→ **Raw data**
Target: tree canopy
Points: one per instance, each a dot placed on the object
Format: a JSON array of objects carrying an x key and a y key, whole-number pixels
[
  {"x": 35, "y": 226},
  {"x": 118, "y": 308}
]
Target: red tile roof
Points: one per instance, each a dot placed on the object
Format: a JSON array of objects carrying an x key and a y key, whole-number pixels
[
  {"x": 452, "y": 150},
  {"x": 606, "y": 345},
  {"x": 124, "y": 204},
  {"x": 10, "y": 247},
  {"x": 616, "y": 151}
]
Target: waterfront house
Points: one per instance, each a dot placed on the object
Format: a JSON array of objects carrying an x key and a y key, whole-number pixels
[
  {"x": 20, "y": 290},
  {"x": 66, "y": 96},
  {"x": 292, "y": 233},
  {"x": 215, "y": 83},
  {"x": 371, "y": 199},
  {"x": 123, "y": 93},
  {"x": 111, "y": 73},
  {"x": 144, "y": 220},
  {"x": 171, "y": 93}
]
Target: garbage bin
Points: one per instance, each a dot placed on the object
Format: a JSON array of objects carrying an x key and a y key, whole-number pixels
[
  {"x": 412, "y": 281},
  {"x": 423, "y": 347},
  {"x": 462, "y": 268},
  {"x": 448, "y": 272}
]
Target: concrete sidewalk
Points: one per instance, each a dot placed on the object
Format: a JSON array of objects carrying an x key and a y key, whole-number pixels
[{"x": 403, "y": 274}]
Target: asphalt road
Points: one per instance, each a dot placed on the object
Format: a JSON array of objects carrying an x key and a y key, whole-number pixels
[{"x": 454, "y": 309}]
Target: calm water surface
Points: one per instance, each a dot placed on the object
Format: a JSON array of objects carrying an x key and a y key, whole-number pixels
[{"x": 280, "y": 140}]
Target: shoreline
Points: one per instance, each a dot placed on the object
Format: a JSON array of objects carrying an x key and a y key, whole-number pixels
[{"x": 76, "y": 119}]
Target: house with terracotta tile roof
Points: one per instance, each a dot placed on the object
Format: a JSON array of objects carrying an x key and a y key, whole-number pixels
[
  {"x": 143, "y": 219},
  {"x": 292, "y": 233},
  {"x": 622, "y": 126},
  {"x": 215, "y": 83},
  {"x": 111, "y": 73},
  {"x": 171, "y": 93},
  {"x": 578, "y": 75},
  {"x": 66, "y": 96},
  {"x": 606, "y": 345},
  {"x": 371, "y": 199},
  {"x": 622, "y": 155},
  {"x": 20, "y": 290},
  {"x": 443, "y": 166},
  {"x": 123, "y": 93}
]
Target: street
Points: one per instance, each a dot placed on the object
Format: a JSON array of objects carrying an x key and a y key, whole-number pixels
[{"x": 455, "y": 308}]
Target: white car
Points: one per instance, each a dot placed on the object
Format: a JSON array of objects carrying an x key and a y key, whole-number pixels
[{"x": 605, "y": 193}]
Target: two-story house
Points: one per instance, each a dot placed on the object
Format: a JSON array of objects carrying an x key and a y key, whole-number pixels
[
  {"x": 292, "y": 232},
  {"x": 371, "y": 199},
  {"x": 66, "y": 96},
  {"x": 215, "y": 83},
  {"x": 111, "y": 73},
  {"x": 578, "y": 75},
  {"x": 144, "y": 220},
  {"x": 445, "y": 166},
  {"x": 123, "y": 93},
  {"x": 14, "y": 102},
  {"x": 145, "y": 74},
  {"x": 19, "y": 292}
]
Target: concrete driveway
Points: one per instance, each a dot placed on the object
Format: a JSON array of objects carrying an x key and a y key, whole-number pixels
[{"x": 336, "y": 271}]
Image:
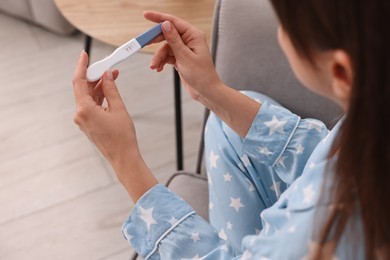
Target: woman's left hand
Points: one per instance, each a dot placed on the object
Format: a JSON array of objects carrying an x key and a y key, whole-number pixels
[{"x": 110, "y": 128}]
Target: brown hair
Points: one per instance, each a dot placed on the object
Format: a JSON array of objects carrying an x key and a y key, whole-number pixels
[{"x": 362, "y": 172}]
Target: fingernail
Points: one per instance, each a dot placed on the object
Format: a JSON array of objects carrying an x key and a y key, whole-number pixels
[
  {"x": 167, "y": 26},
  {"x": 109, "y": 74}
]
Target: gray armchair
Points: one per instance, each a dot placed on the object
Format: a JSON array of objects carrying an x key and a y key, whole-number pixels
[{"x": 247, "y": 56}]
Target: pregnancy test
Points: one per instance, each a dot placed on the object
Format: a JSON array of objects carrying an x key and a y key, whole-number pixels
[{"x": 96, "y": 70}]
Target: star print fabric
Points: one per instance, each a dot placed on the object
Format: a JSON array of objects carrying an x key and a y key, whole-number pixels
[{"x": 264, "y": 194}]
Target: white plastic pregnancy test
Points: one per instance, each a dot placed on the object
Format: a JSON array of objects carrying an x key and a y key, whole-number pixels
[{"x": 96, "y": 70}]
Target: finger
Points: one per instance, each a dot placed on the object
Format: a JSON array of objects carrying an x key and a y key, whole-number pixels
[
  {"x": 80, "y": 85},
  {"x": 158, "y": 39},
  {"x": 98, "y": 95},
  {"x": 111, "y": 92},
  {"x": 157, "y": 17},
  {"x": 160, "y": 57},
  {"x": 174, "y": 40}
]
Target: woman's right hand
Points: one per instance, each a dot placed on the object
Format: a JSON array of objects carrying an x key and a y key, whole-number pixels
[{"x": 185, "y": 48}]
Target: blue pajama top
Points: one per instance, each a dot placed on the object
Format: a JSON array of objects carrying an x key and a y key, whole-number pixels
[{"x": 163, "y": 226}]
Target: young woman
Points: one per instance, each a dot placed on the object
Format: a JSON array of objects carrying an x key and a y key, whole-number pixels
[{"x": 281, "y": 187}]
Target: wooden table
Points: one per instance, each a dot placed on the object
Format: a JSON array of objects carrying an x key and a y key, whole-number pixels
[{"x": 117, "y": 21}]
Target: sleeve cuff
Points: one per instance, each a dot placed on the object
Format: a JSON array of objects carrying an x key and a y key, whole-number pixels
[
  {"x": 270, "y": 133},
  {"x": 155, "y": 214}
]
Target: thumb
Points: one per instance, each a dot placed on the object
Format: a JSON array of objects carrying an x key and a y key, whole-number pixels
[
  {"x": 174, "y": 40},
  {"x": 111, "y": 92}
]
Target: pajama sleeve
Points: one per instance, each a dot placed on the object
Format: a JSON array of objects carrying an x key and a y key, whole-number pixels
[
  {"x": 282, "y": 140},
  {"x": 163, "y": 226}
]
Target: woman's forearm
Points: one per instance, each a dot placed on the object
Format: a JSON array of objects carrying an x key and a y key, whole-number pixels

→ **What the task requires**
Leave out the pictures and output the rest of the material exactly as written.

→ **Exercise solution**
Target: tree canopy
Points: one per instance, each a dot placed on the object
Format: a JSON array of objects carrying an x key and a y key, whole-number pixels
[
  {"x": 35, "y": 226},
  {"x": 118, "y": 308}
]
Target: red tile roof
Points: one per instance, each a dot placed on the object
Format: a JSON array of objects carrying an x key and a y key, whole-number pixels
[
  {"x": 452, "y": 150},
  {"x": 606, "y": 345},
  {"x": 124, "y": 204},
  {"x": 10, "y": 247},
  {"x": 616, "y": 151}
]
Target: waterfront house
Points: one per instance, each a dot placed on the object
Format: a JSON array of objects carrying an x key and a y key, whole-number pixels
[
  {"x": 20, "y": 290},
  {"x": 66, "y": 96},
  {"x": 292, "y": 233},
  {"x": 215, "y": 83},
  {"x": 371, "y": 199},
  {"x": 123, "y": 93},
  {"x": 111, "y": 73},
  {"x": 144, "y": 220},
  {"x": 171, "y": 93}
]
Target: garbage bin
Points: one per instance, each a dot placed on the object
Format: a JSON array of objects carrying an x key and a y key, whole-number pixels
[
  {"x": 412, "y": 281},
  {"x": 423, "y": 347},
  {"x": 462, "y": 268},
  {"x": 448, "y": 272}
]
Target: concrete sidewalk
Points: one per instance, each a dot placed on the object
Format: a JSON array of objects carrying an x key and a y key, whole-number pixels
[{"x": 403, "y": 274}]
Target: asphalt road
Points: one per instance, each a dot placed on the object
Format: a JSON array of objects carrying an x key and a y key, whole-number pixels
[{"x": 454, "y": 309}]
Target: calm water surface
Points: one per instance, each a dot placed on the object
Format: a JSON array of objects carrying an x key and a y key, whole-number pixels
[{"x": 280, "y": 140}]
Target: shoreline
Points: one per instance, each a dot placed on the object
Format: a JSON array of objects carrying an x key and a y key, whole-number pixels
[{"x": 76, "y": 119}]
Target: house with terracotta tile roof
Points: one per instance, each a dot placed on the object
Format: a JSON array of objects carrying an x key and a y key, whole-number pixels
[
  {"x": 143, "y": 219},
  {"x": 292, "y": 233},
  {"x": 622, "y": 126},
  {"x": 215, "y": 83},
  {"x": 111, "y": 73},
  {"x": 171, "y": 93},
  {"x": 578, "y": 75},
  {"x": 66, "y": 96},
  {"x": 606, "y": 345},
  {"x": 371, "y": 199},
  {"x": 622, "y": 155},
  {"x": 20, "y": 290},
  {"x": 443, "y": 166},
  {"x": 123, "y": 93}
]
Target: street
Points: one per instance, each a dot placed on the object
Format: a JSON array of objects carrying an x key and a y key, whole-number pixels
[{"x": 455, "y": 308}]
Target: white car
Points: one per instance, each a dot placed on the object
Format: a JSON array of objects carrying an x key and a y key, whole-number pixels
[{"x": 605, "y": 193}]
Target: two-story house
Points: one per instance, each a dot placed on the object
Format: a JSON array of objects carrying an x key and a y key, whole-number pixels
[
  {"x": 292, "y": 232},
  {"x": 371, "y": 199},
  {"x": 66, "y": 96},
  {"x": 215, "y": 83},
  {"x": 111, "y": 73},
  {"x": 578, "y": 75},
  {"x": 144, "y": 220},
  {"x": 445, "y": 166},
  {"x": 123, "y": 93},
  {"x": 14, "y": 102},
  {"x": 145, "y": 74},
  {"x": 19, "y": 292}
]
Target: concrete driveway
Points: one per instance, each a dot placed on the object
Format: a JSON array of objects carrying an x key and a y key, whole-number pixels
[{"x": 336, "y": 271}]
Image:
Target: woman's left hand
Points: one per instance, each a dot placed on the object
Format: a JSON array of objects carrying an x key and a y key, whole-number pixels
[{"x": 110, "y": 128}]
Target: brown hair
Points: one per instance, each a dot placed on the object
Format: a JSON array of objects carrying an x key and a y key, whole-number pixels
[{"x": 362, "y": 172}]
Target: fingernail
Points: one per instance, each a dot placed on the object
Format: a JSON array of objects carrying an x key and a y key, whole-number pixels
[
  {"x": 167, "y": 26},
  {"x": 109, "y": 74}
]
Target: gray armchair
Points: one per instance, each a dot placed on the object
Format: a JSON array of objects carrying an x key and a y key, whole-number pixels
[{"x": 247, "y": 56}]
Target: pregnancy test
Points: one per instance, each a dot placed on the object
Format: a JSON array of objects carrying an x key and a y key, whole-number pixels
[{"x": 96, "y": 70}]
Target: star print fabric
Points: one per instance, each a dot placed on the object
Format: a JSON array of objects carrying an x key and a y key, whole-number pixels
[{"x": 264, "y": 194}]
Target: white plastic pregnancy test
Points: one per instance, each a dot placed on the object
Format: a JSON array of objects carrying an x key and a y key, whole-number pixels
[{"x": 96, "y": 70}]
Target: finger
Points: one per instance, each a dot placed on the object
Format: a JSON array of objects carrying an x key and a y key, whole-number pixels
[
  {"x": 80, "y": 85},
  {"x": 158, "y": 39},
  {"x": 98, "y": 95},
  {"x": 111, "y": 92},
  {"x": 157, "y": 17},
  {"x": 160, "y": 57},
  {"x": 174, "y": 40}
]
Target: woman's right hand
Points: one per instance, each a dot placed on the object
Format: a JSON array of objects carrying an x key and a y key, whole-number pixels
[{"x": 185, "y": 48}]
Target: blue pajama top
Points: one per instance, each a dot placed on the object
Format: a JSON array of objects carrying an x key and a y key, whole-number pixels
[{"x": 163, "y": 226}]
Target: young woman
Points: one per instance, each a dot placed on the object
Format: a JSON array of objects carrying an x key and a y key, whole-number pixels
[{"x": 281, "y": 187}]
Target: wooden table
Points: one per instance, each a dot placed on the object
Format: a JSON array of objects carrying an x key and a y key, whole-number pixels
[{"x": 117, "y": 21}]
Target: sleeve cuff
Points: one per instance, each a dot placed on the object
Format: a JSON array of objects carrying an x key and a y key, whole-number pixels
[
  {"x": 270, "y": 133},
  {"x": 155, "y": 214}
]
Target: thumb
Points: one per instance, each a dot placed on the object
Format: a JSON array of objects carrying an x key and a y key, whole-number pixels
[
  {"x": 174, "y": 40},
  {"x": 111, "y": 92}
]
Target: pajama sleeve
Points: one per instance, each a dot placed on the object
Format: a JSON array of objects carrying an x key and a y key, whole-number pixels
[
  {"x": 282, "y": 140},
  {"x": 163, "y": 226}
]
Target: woman's forearm
Points: one per instance, each a dot placed on the object
Format: a JSON array of objects carrying an x key and a y key, whole-number pixels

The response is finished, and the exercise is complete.